## [STATED GOAL]
Every line must be returned precisely as it is written.

— begin —

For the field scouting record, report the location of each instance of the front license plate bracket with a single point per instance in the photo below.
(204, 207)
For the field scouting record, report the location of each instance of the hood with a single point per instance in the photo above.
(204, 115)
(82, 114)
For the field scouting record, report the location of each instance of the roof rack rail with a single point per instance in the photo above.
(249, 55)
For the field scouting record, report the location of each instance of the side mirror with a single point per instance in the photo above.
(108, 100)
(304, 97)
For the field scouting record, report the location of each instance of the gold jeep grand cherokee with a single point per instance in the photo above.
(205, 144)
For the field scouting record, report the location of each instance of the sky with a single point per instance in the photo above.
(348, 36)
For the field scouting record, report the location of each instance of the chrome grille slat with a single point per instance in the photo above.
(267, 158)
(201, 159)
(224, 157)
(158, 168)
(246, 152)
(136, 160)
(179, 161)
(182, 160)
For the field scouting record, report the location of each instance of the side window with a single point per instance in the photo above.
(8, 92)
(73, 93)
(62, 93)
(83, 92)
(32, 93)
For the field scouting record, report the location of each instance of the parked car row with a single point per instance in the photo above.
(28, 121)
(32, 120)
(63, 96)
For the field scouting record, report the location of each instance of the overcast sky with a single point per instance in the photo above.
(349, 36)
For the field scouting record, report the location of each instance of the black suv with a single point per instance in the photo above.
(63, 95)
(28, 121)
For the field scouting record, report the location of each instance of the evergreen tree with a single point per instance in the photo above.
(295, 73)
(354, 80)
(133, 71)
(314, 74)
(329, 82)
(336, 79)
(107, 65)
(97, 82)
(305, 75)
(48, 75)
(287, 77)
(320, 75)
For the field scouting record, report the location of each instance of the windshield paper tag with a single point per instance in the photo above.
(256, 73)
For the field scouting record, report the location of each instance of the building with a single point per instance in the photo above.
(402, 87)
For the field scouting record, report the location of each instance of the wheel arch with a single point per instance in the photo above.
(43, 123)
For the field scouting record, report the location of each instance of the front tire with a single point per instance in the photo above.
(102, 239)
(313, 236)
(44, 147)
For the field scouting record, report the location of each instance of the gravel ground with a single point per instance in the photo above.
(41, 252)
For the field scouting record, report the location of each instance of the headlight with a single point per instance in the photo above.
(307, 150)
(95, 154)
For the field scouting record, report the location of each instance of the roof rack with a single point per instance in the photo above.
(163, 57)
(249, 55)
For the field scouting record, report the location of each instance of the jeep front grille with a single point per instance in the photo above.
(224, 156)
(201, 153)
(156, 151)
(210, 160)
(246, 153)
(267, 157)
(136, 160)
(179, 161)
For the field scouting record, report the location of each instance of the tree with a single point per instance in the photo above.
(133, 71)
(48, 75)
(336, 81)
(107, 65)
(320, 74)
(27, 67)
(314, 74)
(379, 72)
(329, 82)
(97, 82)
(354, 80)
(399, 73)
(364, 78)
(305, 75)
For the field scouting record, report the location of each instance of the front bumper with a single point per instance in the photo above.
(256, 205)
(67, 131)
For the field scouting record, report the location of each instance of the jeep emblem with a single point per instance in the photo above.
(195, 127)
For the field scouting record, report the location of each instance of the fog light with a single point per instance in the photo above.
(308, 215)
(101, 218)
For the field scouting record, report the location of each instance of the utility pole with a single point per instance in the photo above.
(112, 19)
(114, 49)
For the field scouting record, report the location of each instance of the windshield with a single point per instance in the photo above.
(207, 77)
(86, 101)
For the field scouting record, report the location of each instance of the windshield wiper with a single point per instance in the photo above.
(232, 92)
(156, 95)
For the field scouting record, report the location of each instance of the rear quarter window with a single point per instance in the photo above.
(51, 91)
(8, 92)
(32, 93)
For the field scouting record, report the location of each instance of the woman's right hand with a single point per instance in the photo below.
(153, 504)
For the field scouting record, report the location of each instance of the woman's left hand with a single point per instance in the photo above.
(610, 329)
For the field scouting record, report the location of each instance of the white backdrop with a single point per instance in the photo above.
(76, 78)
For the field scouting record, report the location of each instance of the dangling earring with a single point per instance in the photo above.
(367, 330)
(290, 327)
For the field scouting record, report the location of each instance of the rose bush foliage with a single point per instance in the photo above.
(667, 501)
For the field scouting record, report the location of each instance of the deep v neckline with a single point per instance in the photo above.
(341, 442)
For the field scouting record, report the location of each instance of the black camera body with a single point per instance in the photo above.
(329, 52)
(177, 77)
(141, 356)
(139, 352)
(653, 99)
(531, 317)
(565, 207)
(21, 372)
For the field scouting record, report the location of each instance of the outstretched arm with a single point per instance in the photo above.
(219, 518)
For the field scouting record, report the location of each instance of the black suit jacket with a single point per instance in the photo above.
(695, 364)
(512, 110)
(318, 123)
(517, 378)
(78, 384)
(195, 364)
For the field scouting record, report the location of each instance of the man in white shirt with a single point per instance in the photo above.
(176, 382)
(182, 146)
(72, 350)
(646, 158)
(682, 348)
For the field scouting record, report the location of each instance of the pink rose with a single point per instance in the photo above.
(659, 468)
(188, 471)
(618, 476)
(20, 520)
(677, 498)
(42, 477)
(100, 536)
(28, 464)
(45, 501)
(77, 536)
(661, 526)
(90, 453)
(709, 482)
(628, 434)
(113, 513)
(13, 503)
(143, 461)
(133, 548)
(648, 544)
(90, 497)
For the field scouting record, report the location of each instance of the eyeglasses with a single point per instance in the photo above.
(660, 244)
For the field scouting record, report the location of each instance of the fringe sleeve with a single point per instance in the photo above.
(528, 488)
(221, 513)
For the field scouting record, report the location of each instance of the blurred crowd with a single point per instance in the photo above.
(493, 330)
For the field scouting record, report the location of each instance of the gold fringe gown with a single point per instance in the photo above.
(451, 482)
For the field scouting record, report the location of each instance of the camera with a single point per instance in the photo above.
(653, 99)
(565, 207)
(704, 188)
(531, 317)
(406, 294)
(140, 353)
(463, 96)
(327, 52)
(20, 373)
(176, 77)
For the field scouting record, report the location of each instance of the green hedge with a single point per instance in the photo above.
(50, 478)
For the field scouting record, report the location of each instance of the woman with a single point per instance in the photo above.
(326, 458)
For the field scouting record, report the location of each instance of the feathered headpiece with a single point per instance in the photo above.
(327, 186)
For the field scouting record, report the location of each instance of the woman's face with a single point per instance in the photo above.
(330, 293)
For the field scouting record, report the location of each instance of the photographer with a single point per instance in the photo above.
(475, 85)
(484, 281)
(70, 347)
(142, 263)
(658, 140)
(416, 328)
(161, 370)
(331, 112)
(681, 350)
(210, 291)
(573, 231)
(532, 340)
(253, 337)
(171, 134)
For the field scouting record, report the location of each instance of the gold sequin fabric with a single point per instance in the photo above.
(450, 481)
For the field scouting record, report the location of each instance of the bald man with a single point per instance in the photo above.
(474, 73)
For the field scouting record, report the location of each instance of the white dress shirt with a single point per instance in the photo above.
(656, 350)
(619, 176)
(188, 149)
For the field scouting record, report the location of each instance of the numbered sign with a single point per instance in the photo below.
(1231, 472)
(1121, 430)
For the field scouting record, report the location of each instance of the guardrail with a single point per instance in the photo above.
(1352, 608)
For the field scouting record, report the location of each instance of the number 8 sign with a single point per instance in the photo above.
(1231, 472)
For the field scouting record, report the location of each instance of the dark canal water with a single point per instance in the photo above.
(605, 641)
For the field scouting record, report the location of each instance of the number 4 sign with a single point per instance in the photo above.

— end —

## [SOLUTION FOR THIS EXERCISE]
For the field scouting record, report the location of each instance of the front license plate bracket with a single point per instance in the photo below.
(204, 207)
For the field scouting record, report the location of each instance of the hood with a single point per instance in the photo above.
(204, 115)
(82, 114)
For the field scouting record, report the location of each instance of the roof rack rail with a single point per instance in the photo above.
(249, 55)
For the field scouting record, report the location of each instance of the side mirror with a single point per instance in the photo above.
(108, 100)
(304, 97)
For the field scouting record, report the location of each instance of the gold jeep grand cherokee with a single point per instance in the photo above.
(205, 144)
For the field scouting record, report the location of each instance of the sky with a single point per instance in the photo above.
(348, 36)
For the field scouting record, report the location of each instance of the chrome grille slat with a single point per instance in the photo above.
(267, 158)
(201, 159)
(224, 157)
(158, 168)
(246, 152)
(136, 160)
(179, 161)
(182, 160)
For the field scouting record, report the location of each instance of the side window with a single point per instance in the photo above.
(8, 92)
(73, 93)
(62, 93)
(83, 92)
(32, 93)
For the field scouting record, report the location of each instance of the parked car row with a single point per instance in the photo above.
(28, 121)
(32, 120)
(63, 96)
For the field scouting record, report the location of each instance of the overcast sky with a single point per instance in the photo above.
(349, 36)
For the field scouting record, report the location of each instance of the black suv with a single point per instance in the photo above.
(63, 95)
(28, 121)
For the field scouting record, report the location of each instance of the evergreen tree with a single point per instance in the photo above.
(295, 73)
(354, 80)
(133, 71)
(314, 74)
(329, 82)
(336, 79)
(107, 65)
(97, 82)
(305, 75)
(48, 75)
(287, 77)
(320, 75)
For the field scouting record, report the location of each instance of the windshield paper tag with a single point per instance in the photo above.
(256, 73)
For the field scouting record, report the location of each instance of the building with a single point per instance in the photo above.
(402, 87)
For the field scouting record, report the location of each instance of the wheel arch with a single point per instance in the photo above.
(43, 123)
For the field scouting record, report the location of each instance of the front tire with a single point per instance in the photo above.
(102, 239)
(313, 236)
(44, 147)
For the field scouting record, report the location of each instance of the gravel ground with a single point per instance in the photo above.
(41, 252)
For the field scouting record, report the location of each instance of the headlight with a single point per instance in the photo above.
(307, 150)
(95, 154)
For the field scouting record, report the location of each instance of the roof rack with a single point per instance in the photo above.
(163, 57)
(249, 55)
For the field scouting record, report the location of each instance of the jeep front grille with a single point per instance in the photo above.
(224, 156)
(201, 153)
(156, 151)
(210, 160)
(246, 153)
(267, 157)
(136, 160)
(179, 161)
For the field scouting record, report the location of each instance of the tree with a single point per instance in the photo above.
(133, 71)
(48, 75)
(336, 81)
(107, 65)
(320, 74)
(27, 67)
(314, 74)
(379, 72)
(329, 82)
(97, 82)
(354, 80)
(399, 73)
(364, 78)
(305, 75)
For the field scouting record, report the location of each instance of the front bumper with a single point per instance in the photo above.
(256, 205)
(67, 131)
For the field scouting record, report the location of each instance of the jeep emblem with a single point per instance in the photo above.
(195, 127)
For the field scouting record, report the location of each instance of the fog light with a single point per instance in the photo above.
(308, 215)
(101, 218)
For the field scouting record, report the location of each instance of the utility pole with a single point per instance in the photo above.
(112, 19)
(114, 49)
For the field scouting record, report the location of each instance of the windshield with a single point per instance in the photo above.
(207, 77)
(86, 101)
For the field scouting record, report the location of each instance of the windshield wiper with a single point per instance in the photo above.
(232, 92)
(156, 95)
For the field scouting record, report the location of each instance of the rear quarter window with a single point per instance in the photo above.
(51, 91)
(8, 92)
(32, 93)
For the field scouting record, report the location of each instance of the woman's right hand with a single point per instance in the photo below.
(153, 504)
For the field scouting record, report the location of each instance of the woman's left hand with a single point per instance in the photo above.
(610, 329)
For the field scouting record, report the location of each instance of the white backdrop with a single point per instance in the photo above.
(76, 78)
For the field scouting record, report the location of each instance of the dangling earring with a single point per instance in the photo above.
(367, 330)
(290, 327)
For the field scouting record, report the location of each instance of the rose bush foliage with a single point per instance in the photo above.
(667, 501)
For the field scouting record, report the location of each instance of the deep v neckline with a single point per instance in the photo above.
(341, 442)
For the field scouting record, report the location of each instance of the black camera body with a single point per instance in the photo above.
(329, 52)
(177, 77)
(141, 356)
(139, 352)
(653, 99)
(531, 317)
(565, 207)
(21, 372)
For the field scouting record, report the location of each instance of the outstretched arm with a single point per instance in the photo above.
(219, 518)
For the field scouting record, report the location of each instance of the black suit jacket with a single point per instance in the photo above.
(695, 364)
(512, 110)
(318, 123)
(517, 378)
(78, 384)
(195, 364)
For the field scouting record, report the location of each instance of the man in white shirt with a single point per instance in the photo above.
(176, 382)
(182, 146)
(72, 350)
(646, 158)
(682, 348)
For the field scouting record, report the location of each instance of the pink rose with a single point per instance in the photo above.
(659, 468)
(188, 471)
(618, 476)
(20, 520)
(677, 498)
(42, 477)
(100, 536)
(28, 464)
(45, 501)
(77, 536)
(661, 526)
(90, 453)
(709, 482)
(628, 434)
(113, 513)
(13, 503)
(143, 461)
(133, 548)
(648, 544)
(90, 497)
For the field scouting record, report the location of each instance of the eyeglasses with a single point per instance in the photo above.
(660, 244)
For the field scouting record, report the location of each instance of the fringe sleeve with a single point per instance in the photo above.
(528, 488)
(221, 513)
For the field scouting record, report the location of each instance of the blurred crowd with a single point per instance in the photo above.
(493, 330)
For the field scouting record, report the location of each instance of the gold fringe gown with a single point per instance in the photo above.
(451, 482)
For the field scouting record, report the location of each instance of the camera with a single point per instance in the photo above.
(653, 99)
(565, 207)
(704, 188)
(531, 317)
(406, 294)
(140, 353)
(463, 96)
(327, 52)
(20, 373)
(176, 77)
For the field scouting record, report the location of each instance of the green hedge with a single point per instance in the photo above.
(50, 478)
For the field scouting record, report the location of each instance of the woman with a single point per instance in the photo above.
(326, 458)
For the field scouting record, report the location of each instance of the feathered headpiece with a single point per instance in the photo above.
(327, 186)
For the field scouting record, report the location of each instance of the woman's face with a single point per instance in the photo above.
(330, 293)
For the field scouting record, report the location of each instance of the photographer with a single point per instance in the photo above.
(475, 85)
(484, 281)
(70, 347)
(142, 263)
(658, 140)
(416, 328)
(161, 370)
(331, 112)
(681, 350)
(210, 291)
(573, 231)
(532, 340)
(253, 337)
(171, 134)
For the field scouting record, report the location of each instance of the gold sequin fabric with a single point per instance in the photo above.
(450, 481)
For the field scouting record, report the location of each instance of the bald man with a single point per instance in the photo above.
(474, 73)
For the field scouting record, report the location of each instance of the white dress shirt with a single point per instance in the photo above.
(656, 350)
(619, 176)
(188, 149)
For the field scouting record, report the location of each instance of the numbered sign with a single point per instance in the photo below.
(1231, 472)
(1121, 430)
For the field scouting record, report the location of each instance of the guardrail with a single point per instance in the photo above.
(1352, 608)
For the field scouting record, report the location of each instance of the number 8 sign with a single point per instance in the photo above.
(1231, 472)
For the field scouting record, report the location of each instance of the dark canal water with a single point per instance in the photo above.
(605, 641)
For the field scouting record, report the location of each instance of the number 4 sign with a single point per instance in the photo above.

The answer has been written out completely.